[Given request]:
The records below must be retyped exactly.

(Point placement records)

━━━━━━━━

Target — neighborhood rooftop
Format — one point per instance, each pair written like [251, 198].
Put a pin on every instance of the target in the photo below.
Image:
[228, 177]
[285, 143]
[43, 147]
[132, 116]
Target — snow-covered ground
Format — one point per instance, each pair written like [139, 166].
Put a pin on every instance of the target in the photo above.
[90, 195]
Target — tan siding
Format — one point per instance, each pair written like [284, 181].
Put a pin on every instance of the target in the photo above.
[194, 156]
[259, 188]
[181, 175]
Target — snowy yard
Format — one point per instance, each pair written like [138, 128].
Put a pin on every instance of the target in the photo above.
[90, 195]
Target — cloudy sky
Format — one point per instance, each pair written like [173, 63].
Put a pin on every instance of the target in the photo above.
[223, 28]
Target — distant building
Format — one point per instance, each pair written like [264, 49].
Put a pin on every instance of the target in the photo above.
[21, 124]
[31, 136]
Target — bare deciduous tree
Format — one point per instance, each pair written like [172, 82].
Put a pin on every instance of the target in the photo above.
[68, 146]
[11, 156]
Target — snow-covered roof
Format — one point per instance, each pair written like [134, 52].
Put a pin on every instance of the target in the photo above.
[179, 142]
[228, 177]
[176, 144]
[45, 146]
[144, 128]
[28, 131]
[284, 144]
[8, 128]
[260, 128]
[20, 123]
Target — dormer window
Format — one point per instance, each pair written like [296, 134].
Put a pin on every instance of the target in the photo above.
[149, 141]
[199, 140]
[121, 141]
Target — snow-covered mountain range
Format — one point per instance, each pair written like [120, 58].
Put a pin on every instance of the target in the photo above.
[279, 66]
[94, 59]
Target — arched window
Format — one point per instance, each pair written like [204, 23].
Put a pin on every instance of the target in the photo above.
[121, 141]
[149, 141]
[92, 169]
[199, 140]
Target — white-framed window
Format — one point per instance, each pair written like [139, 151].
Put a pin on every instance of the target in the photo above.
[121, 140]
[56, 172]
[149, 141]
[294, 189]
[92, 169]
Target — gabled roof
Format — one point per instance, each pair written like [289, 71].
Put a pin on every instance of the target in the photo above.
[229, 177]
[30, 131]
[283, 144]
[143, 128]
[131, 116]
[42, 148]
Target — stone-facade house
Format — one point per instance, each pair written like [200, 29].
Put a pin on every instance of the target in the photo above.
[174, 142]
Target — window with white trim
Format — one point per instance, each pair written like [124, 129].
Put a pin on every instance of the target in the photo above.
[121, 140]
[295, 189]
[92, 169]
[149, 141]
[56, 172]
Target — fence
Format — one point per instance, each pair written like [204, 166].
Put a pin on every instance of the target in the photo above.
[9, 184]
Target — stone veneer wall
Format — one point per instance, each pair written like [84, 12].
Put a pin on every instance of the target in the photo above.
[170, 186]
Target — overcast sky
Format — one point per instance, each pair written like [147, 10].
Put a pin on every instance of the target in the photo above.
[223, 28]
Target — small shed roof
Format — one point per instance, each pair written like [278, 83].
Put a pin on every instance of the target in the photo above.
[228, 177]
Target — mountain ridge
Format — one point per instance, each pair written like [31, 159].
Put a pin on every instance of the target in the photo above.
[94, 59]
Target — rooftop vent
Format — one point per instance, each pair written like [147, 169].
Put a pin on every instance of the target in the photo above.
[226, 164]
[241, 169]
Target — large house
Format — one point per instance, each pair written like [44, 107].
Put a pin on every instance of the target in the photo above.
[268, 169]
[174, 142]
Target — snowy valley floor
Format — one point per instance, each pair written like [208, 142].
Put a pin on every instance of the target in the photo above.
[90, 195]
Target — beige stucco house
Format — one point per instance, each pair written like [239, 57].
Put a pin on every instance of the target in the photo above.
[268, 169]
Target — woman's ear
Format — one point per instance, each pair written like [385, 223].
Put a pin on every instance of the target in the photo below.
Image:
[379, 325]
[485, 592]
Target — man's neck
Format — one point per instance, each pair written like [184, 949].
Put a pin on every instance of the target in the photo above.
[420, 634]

━━━━━━━━

[Problem solution]:
Target — neighborhood rooftop
Format — one point per instance, each pair written like [251, 198].
Put a pin on every instance of the target in the photo below.
Image:
[228, 177]
[285, 143]
[43, 147]
[132, 116]
Target — snow-covered ground
Format — one point per instance, each pair written like [139, 166].
Put a pin on every instance of the target in the photo above.
[90, 195]
Target — tan siding
Format — one point per instance, each pair written like [284, 181].
Put a pin on every instance of the target in the photo above.
[194, 156]
[259, 188]
[181, 175]
Target — snowy yard
Format — one point per instance, each pair written like [138, 128].
Put a pin on every instance of the target in the photo above.
[90, 195]
Target — cloudy sky
Format — one point per instance, each pair written like [173, 63].
Put a pin on every instance of the target in the photo above.
[223, 28]
Target — distant building
Format — one point per instance, each pair written like [264, 49].
Put a pin on every instance of the target in the photo above.
[21, 124]
[31, 136]
Target — bare deciduous tree
Format — one point per instance, each pair written like [172, 82].
Put a pin on every instance of the target in the photo above.
[68, 146]
[11, 156]
Target — snow-covered roof
Format — one point per instance, each pair written like [134, 52].
Put a pin on every instance of the target in the photo above.
[179, 142]
[228, 177]
[176, 144]
[45, 146]
[144, 128]
[28, 131]
[284, 144]
[8, 128]
[260, 128]
[20, 123]
Target — dormer window
Format — one point per instance, each pair written like [296, 134].
Put a pin on every instance of the target in the photo above.
[149, 141]
[199, 140]
[121, 141]
Target — snow-covered mountain range
Format — one point per instance, each pair written like [120, 58].
Put a pin on every instance of the target in the photo above.
[279, 66]
[94, 59]
Target — arched window
Format — one point per instance, each pair written like [204, 23].
Put a pin on every instance of the target in the photo above.
[121, 141]
[149, 141]
[92, 169]
[199, 140]
Target — white-framed window
Format — one point per instance, each pair written like [139, 151].
Put a pin on every instance of the target in the photo above.
[121, 140]
[56, 172]
[149, 141]
[294, 189]
[92, 169]
Target — gabled roof
Format — one point per instance, each pair written like [289, 71].
Put a pin on every instance of the target in the photo above.
[229, 177]
[30, 131]
[283, 144]
[143, 128]
[131, 116]
[42, 148]
Target — stone-facade house
Format — one point per instance, each pair written like [200, 29].
Put a pin on every instance of the target in the photo above.
[174, 142]
Target — window with white trim
Format — one point per instance, each pair written like [124, 129].
Put a pin on every instance of the target in the photo above.
[121, 140]
[295, 189]
[92, 169]
[149, 141]
[56, 172]
Target — fence
Format — one point per instance, each pair written like [204, 166].
Put a pin on every instance of the target in the photo above.
[9, 184]
Target — stone veneer wall
Format — one point per instance, each pair written like [84, 12].
Put a pin on every instance of the target in the photo above.
[170, 186]
Target — overcast sky
Format — one point per instance, each pair written like [147, 10].
Put a pin on every instance of the target in the photo above.
[223, 28]
Target — small shed roof
Format — one point per instance, each pair written like [278, 83].
Put a pin on every instance of the target in the photo above.
[228, 177]
Target — mountain ridge
Format — one point per instance, each pair written like [31, 159].
Put a pin on every instance of the target in the photo above.
[94, 59]
Target — rooftop vent
Format — one point per instance, each pair written like [147, 169].
Put a pin on every instance of the target in the photo above.
[226, 164]
[241, 169]
Target — large house
Format — one point per instance, each pair written like [44, 107].
Put a pin on every instance of the target in the photo above.
[268, 169]
[174, 142]
Target — snowy valley floor
Format — one point per instance, each pair written like [208, 142].
Put a pin on every instance of the target in the photo above.
[90, 195]
Target — beige stucco house
Format — one point per instance, each pair written like [239, 57].
Put a pin on every instance of the target in the photo above.
[268, 169]
Target — woman's ear
Format — one point per instance, each pair written like [385, 223].
Put a pin on every instance of the target in the photo below.
Image:
[379, 325]
[485, 592]
Target — man's neck
Format — one point per instance, each pair written like [184, 949].
Put a pin on every instance of the target in the photo above.
[420, 634]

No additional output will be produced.